Crémant wishes and caviar dreams. The stuff of Hollywood, caviar has long been one of those global luxury foods that regularly graces the silver screen. But it was one of the finest things in life long before Hollywood was telling us so. The ultimate in luxury, the tiny little black caviar pearls have been coveted by kings long before truffles or even Champagne were delicacies.
While Russia has long been associated with the exquisitely salty little black pearls, France is actually the world’s third largest producer of caviar. As one of France’s most important food regions, the Dordogne actually boasts being home to two of the world’s most expensive foods: the prized Périgord black truffle and Aquitaine caviar. Specifically, it’s produced at Caviar de Neuvic and is just as French through and through as the foie gras practically produced next door.
It’s only natural that caviar is produced in the Dordogne. The Isle River, a tributary of the Dordogne River, has long been home to wild Ascipenser Sturio sturgeon. In fact, French fisherman had been catching the wild sturgeon in the Isle River for centuries.
____
- _What is asked_
A) Can you copy the caviar passage word for word, between "Crémant wishes and" and "Champagne were delicacies.", inclusive?
B) How many lines of the records contain the word "this"? Reply with the number alone.

- _Material for the task_
____
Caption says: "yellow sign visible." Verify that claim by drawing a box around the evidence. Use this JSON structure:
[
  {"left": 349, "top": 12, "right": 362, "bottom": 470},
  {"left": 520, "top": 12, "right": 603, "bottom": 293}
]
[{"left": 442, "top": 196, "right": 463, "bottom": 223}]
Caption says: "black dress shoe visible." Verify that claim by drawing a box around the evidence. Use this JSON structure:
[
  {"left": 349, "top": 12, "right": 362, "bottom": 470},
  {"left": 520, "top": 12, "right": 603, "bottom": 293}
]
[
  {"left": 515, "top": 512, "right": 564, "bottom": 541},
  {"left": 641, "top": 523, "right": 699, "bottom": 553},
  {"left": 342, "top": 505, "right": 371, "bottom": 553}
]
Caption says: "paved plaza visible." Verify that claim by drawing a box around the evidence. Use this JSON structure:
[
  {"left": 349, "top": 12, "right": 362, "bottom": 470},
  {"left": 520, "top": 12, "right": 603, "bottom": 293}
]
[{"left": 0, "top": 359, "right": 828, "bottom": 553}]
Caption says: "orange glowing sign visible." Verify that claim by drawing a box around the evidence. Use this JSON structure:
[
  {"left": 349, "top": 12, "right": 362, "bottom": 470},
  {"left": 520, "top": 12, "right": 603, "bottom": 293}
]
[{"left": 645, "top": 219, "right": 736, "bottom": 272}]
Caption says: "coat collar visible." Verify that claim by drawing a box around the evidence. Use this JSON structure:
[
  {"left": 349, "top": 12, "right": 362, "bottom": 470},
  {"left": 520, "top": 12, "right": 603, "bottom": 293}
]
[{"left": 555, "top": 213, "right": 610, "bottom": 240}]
____
- _Answers_
A)
Crémant wishes and caviar dreams. The stuff of Hollywood, caviar has long been one of those global luxury foods that regularly graces the silver screen. But it was one of the finest things in life long before Hollywood was telling us so. The ultimate in luxury, the tiny little black caviar pearls have been coveted by kings long before truffles or even Champagne were delicacies.

B) 5